▶ TASK TO COMPLETE
Read through the data and report every line in which the word "silhouette" occurs.

----- STORED DATA

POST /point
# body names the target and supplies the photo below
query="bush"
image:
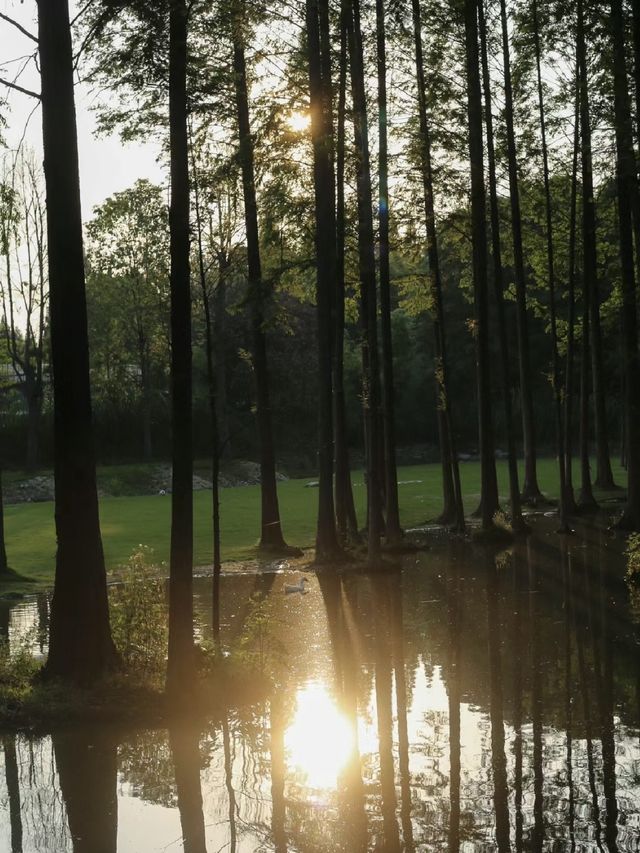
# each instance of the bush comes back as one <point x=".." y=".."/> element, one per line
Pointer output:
<point x="139" y="616"/>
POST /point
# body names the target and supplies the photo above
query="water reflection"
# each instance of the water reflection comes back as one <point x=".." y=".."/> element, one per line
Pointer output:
<point x="474" y="702"/>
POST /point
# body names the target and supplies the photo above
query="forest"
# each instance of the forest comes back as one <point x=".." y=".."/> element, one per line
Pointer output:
<point x="390" y="262"/>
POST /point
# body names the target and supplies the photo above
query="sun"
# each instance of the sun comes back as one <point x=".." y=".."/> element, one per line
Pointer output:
<point x="319" y="741"/>
<point x="298" y="121"/>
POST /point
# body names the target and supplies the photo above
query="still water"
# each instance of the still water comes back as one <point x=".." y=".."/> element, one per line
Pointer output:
<point x="472" y="702"/>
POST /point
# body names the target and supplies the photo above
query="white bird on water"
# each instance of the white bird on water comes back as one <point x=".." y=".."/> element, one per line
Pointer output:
<point x="297" y="587"/>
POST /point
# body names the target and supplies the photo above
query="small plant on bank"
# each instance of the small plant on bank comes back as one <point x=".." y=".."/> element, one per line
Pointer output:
<point x="139" y="616"/>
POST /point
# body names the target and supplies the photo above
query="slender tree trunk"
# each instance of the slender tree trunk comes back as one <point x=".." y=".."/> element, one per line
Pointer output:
<point x="489" y="491"/>
<point x="453" y="510"/>
<point x="368" y="296"/>
<point x="324" y="183"/>
<point x="569" y="380"/>
<point x="80" y="648"/>
<point x="530" y="490"/>
<point x="555" y="358"/>
<point x="586" y="499"/>
<point x="627" y="184"/>
<point x="604" y="476"/>
<point x="347" y="522"/>
<point x="34" y="411"/>
<point x="517" y="520"/>
<point x="393" y="531"/>
<point x="4" y="565"/>
<point x="271" y="537"/>
<point x="220" y="355"/>
<point x="212" y="392"/>
<point x="180" y="665"/>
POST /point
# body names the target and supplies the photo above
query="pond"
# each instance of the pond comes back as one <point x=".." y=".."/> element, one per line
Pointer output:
<point x="472" y="702"/>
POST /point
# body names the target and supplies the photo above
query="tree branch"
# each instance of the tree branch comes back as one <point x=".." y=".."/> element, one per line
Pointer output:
<point x="15" y="86"/>
<point x="19" y="27"/>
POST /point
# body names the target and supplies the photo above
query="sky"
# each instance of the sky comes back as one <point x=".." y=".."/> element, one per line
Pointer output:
<point x="106" y="164"/>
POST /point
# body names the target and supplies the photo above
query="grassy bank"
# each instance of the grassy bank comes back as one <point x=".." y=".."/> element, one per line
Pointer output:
<point x="130" y="521"/>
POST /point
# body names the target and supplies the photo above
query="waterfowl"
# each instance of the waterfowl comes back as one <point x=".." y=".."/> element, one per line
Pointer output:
<point x="296" y="587"/>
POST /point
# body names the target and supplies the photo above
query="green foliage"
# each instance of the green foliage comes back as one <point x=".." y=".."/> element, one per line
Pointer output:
<point x="139" y="616"/>
<point x="633" y="559"/>
<point x="18" y="667"/>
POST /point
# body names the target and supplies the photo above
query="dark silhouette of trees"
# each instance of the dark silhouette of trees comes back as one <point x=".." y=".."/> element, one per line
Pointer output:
<point x="180" y="664"/>
<point x="80" y="647"/>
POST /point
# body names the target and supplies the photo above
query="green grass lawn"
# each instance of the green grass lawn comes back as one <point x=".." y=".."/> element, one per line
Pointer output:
<point x="131" y="521"/>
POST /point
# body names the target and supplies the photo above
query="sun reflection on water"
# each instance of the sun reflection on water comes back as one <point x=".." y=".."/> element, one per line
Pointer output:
<point x="319" y="741"/>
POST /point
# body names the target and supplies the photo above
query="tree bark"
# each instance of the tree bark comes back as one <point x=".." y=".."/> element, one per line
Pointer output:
<point x="517" y="520"/>
<point x="627" y="185"/>
<point x="530" y="490"/>
<point x="569" y="380"/>
<point x="393" y="531"/>
<point x="347" y="522"/>
<point x="327" y="548"/>
<point x="489" y="491"/>
<point x="555" y="359"/>
<point x="604" y="475"/>
<point x="453" y="510"/>
<point x="368" y="295"/>
<point x="81" y="648"/>
<point x="181" y="661"/>
<point x="271" y="537"/>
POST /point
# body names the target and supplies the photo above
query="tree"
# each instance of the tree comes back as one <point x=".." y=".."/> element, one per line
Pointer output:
<point x="393" y="531"/>
<point x="627" y="187"/>
<point x="80" y="647"/>
<point x="517" y="521"/>
<point x="271" y="537"/>
<point x="181" y="660"/>
<point x="128" y="259"/>
<point x="530" y="489"/>
<point x="24" y="291"/>
<point x="317" y="20"/>
<point x="367" y="270"/>
<point x="489" y="489"/>
<point x="453" y="510"/>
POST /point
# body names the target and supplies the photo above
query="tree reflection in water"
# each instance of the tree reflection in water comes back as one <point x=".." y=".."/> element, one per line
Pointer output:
<point x="474" y="702"/>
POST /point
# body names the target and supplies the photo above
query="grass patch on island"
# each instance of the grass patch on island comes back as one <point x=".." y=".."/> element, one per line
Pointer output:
<point x="128" y="522"/>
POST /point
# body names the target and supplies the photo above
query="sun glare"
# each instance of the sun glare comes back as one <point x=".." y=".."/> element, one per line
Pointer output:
<point x="299" y="121"/>
<point x="319" y="741"/>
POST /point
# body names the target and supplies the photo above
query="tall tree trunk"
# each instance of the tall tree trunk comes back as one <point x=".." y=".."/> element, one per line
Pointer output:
<point x="220" y="338"/>
<point x="604" y="476"/>
<point x="347" y="522"/>
<point x="555" y="358"/>
<point x="489" y="490"/>
<point x="368" y="296"/>
<point x="180" y="663"/>
<point x="325" y="231"/>
<point x="571" y="297"/>
<point x="80" y="648"/>
<point x="517" y="520"/>
<point x="530" y="490"/>
<point x="4" y="565"/>
<point x="212" y="395"/>
<point x="453" y="510"/>
<point x="271" y="537"/>
<point x="393" y="531"/>
<point x="627" y="185"/>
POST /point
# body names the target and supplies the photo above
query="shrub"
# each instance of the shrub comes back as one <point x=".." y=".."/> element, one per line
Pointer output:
<point x="139" y="616"/>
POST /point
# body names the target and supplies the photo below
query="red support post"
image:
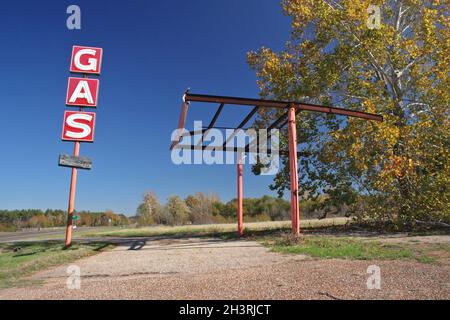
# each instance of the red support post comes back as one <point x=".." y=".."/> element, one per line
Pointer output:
<point x="73" y="185"/>
<point x="295" y="214"/>
<point x="240" y="197"/>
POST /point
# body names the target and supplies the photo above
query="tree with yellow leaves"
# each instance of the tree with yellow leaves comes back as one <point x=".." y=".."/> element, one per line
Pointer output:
<point x="395" y="64"/>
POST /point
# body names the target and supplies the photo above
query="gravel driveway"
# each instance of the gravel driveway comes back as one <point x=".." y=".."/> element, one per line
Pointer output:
<point x="217" y="269"/>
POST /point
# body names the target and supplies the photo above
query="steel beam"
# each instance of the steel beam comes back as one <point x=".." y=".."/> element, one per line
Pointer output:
<point x="282" y="104"/>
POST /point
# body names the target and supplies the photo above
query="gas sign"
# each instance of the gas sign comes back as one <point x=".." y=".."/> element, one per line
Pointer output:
<point x="82" y="92"/>
<point x="86" y="59"/>
<point x="78" y="126"/>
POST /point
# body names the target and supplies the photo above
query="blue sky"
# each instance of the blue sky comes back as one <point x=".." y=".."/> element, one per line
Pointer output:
<point x="153" y="51"/>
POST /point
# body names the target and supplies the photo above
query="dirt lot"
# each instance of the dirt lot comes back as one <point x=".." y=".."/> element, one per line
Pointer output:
<point x="196" y="268"/>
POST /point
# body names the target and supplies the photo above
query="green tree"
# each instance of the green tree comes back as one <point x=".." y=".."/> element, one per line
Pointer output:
<point x="148" y="210"/>
<point x="178" y="209"/>
<point x="395" y="171"/>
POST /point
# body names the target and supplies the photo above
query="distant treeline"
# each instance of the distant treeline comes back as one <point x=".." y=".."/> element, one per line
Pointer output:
<point x="12" y="220"/>
<point x="194" y="209"/>
<point x="201" y="209"/>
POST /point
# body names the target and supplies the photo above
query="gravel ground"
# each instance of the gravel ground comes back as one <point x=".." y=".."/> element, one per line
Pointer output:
<point x="216" y="269"/>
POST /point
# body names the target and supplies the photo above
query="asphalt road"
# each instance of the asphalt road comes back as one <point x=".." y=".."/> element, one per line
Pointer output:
<point x="43" y="234"/>
<point x="194" y="268"/>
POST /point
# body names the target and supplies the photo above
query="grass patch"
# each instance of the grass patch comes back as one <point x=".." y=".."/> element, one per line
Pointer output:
<point x="346" y="248"/>
<point x="19" y="260"/>
<point x="224" y="231"/>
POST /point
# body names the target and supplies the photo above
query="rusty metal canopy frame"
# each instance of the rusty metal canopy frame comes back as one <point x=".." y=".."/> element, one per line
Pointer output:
<point x="289" y="117"/>
<point x="257" y="104"/>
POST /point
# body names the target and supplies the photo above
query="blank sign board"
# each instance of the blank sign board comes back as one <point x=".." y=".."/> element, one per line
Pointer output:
<point x="66" y="160"/>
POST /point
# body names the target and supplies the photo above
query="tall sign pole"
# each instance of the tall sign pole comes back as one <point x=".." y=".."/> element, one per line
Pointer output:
<point x="79" y="126"/>
<point x="240" y="197"/>
<point x="293" y="168"/>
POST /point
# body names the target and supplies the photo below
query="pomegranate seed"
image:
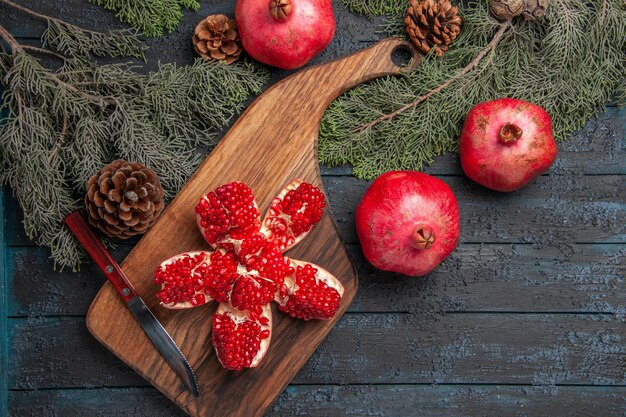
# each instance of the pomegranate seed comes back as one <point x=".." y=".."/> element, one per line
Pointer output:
<point x="313" y="299"/>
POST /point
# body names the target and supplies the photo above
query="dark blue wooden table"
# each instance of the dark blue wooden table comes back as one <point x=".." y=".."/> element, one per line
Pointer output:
<point x="526" y="318"/>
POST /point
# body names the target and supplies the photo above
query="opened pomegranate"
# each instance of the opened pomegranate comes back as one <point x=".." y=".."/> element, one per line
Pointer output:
<point x="505" y="143"/>
<point x="285" y="33"/>
<point x="247" y="269"/>
<point x="407" y="222"/>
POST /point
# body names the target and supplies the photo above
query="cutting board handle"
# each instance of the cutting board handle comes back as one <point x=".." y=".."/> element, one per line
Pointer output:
<point x="273" y="142"/>
<point x="282" y="124"/>
<point x="316" y="87"/>
<point x="352" y="70"/>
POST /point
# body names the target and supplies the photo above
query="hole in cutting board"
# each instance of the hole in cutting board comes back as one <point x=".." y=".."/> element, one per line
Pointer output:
<point x="402" y="55"/>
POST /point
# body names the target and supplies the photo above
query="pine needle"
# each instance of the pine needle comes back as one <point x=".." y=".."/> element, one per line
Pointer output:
<point x="60" y="127"/>
<point x="571" y="62"/>
<point x="154" y="17"/>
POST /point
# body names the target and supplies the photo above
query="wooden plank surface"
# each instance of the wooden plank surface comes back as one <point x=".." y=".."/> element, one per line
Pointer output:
<point x="570" y="209"/>
<point x="476" y="278"/>
<point x="503" y="328"/>
<point x="4" y="300"/>
<point x="287" y="140"/>
<point x="359" y="401"/>
<point x="533" y="349"/>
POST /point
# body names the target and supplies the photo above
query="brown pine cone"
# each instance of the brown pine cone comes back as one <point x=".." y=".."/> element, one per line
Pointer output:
<point x="504" y="10"/>
<point x="216" y="37"/>
<point x="534" y="9"/>
<point x="432" y="24"/>
<point x="124" y="199"/>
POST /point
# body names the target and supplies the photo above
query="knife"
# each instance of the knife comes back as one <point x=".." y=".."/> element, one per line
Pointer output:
<point x="162" y="341"/>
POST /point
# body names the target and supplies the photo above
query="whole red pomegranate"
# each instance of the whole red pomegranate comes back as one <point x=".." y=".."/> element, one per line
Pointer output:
<point x="285" y="33"/>
<point x="505" y="143"/>
<point x="408" y="222"/>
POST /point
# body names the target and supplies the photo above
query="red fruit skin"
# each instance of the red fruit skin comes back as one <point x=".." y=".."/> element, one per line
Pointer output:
<point x="395" y="205"/>
<point x="506" y="167"/>
<point x="288" y="43"/>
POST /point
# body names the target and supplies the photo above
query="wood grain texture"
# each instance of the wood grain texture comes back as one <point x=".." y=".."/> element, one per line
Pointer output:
<point x="4" y="279"/>
<point x="476" y="278"/>
<point x="335" y="401"/>
<point x="545" y="272"/>
<point x="273" y="142"/>
<point x="386" y="348"/>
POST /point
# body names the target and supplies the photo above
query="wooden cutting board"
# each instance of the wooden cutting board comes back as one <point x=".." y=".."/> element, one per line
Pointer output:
<point x="273" y="142"/>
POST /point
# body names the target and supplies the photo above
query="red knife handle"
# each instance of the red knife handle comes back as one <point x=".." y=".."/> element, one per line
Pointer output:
<point x="100" y="255"/>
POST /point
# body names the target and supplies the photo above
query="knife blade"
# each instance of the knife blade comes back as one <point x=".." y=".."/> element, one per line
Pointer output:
<point x="157" y="334"/>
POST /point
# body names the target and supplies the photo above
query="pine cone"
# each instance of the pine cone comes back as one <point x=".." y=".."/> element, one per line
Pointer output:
<point x="534" y="9"/>
<point x="504" y="10"/>
<point x="124" y="199"/>
<point x="216" y="37"/>
<point x="432" y="24"/>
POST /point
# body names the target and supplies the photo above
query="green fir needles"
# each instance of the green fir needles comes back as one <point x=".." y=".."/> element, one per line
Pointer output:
<point x="61" y="126"/>
<point x="152" y="17"/>
<point x="570" y="62"/>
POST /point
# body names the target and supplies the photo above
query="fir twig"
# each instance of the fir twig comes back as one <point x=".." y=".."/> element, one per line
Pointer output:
<point x="77" y="42"/>
<point x="43" y="51"/>
<point x="469" y="67"/>
<point x="61" y="126"/>
<point x="571" y="62"/>
<point x="152" y="17"/>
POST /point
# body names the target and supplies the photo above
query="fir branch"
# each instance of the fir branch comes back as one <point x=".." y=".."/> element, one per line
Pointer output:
<point x="571" y="62"/>
<point x="43" y="51"/>
<point x="473" y="64"/>
<point x="76" y="42"/>
<point x="62" y="126"/>
<point x="152" y="18"/>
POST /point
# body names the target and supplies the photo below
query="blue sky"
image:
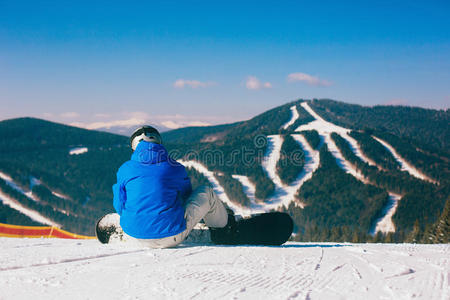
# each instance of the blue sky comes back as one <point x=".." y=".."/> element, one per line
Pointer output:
<point x="207" y="62"/>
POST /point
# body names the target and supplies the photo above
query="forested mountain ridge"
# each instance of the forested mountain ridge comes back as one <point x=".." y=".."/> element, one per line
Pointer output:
<point x="267" y="162"/>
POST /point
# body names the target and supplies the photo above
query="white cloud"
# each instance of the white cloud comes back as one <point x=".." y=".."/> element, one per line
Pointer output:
<point x="308" y="79"/>
<point x="182" y="83"/>
<point x="70" y="115"/>
<point x="253" y="83"/>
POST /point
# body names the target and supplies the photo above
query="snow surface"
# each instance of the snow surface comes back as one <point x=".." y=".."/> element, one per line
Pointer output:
<point x="405" y="166"/>
<point x="294" y="117"/>
<point x="86" y="269"/>
<point x="78" y="150"/>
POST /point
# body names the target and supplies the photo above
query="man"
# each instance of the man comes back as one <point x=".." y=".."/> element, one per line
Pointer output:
<point x="154" y="198"/>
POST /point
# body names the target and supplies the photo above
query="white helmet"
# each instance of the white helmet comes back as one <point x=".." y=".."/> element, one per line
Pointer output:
<point x="145" y="133"/>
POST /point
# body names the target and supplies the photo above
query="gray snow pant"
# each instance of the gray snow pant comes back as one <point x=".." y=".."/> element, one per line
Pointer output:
<point x="202" y="204"/>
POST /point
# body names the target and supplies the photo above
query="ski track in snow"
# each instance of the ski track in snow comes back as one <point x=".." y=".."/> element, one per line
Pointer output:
<point x="324" y="128"/>
<point x="294" y="117"/>
<point x="55" y="269"/>
<point x="34" y="215"/>
<point x="285" y="194"/>
<point x="218" y="189"/>
<point x="385" y="223"/>
<point x="405" y="166"/>
<point x="78" y="150"/>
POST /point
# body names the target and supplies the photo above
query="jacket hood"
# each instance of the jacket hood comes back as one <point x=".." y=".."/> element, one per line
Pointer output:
<point x="149" y="153"/>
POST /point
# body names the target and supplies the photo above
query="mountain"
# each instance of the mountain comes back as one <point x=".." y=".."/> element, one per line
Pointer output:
<point x="344" y="172"/>
<point x="86" y="269"/>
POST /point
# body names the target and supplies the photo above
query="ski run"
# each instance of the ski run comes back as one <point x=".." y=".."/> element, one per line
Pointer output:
<point x="86" y="269"/>
<point x="285" y="194"/>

----------

▶ ANSWER SPACE
query="dark silhouette of trees"
# each instance of the dark silhouette of trees comes back as one <point x=".." y=".."/> element, one per line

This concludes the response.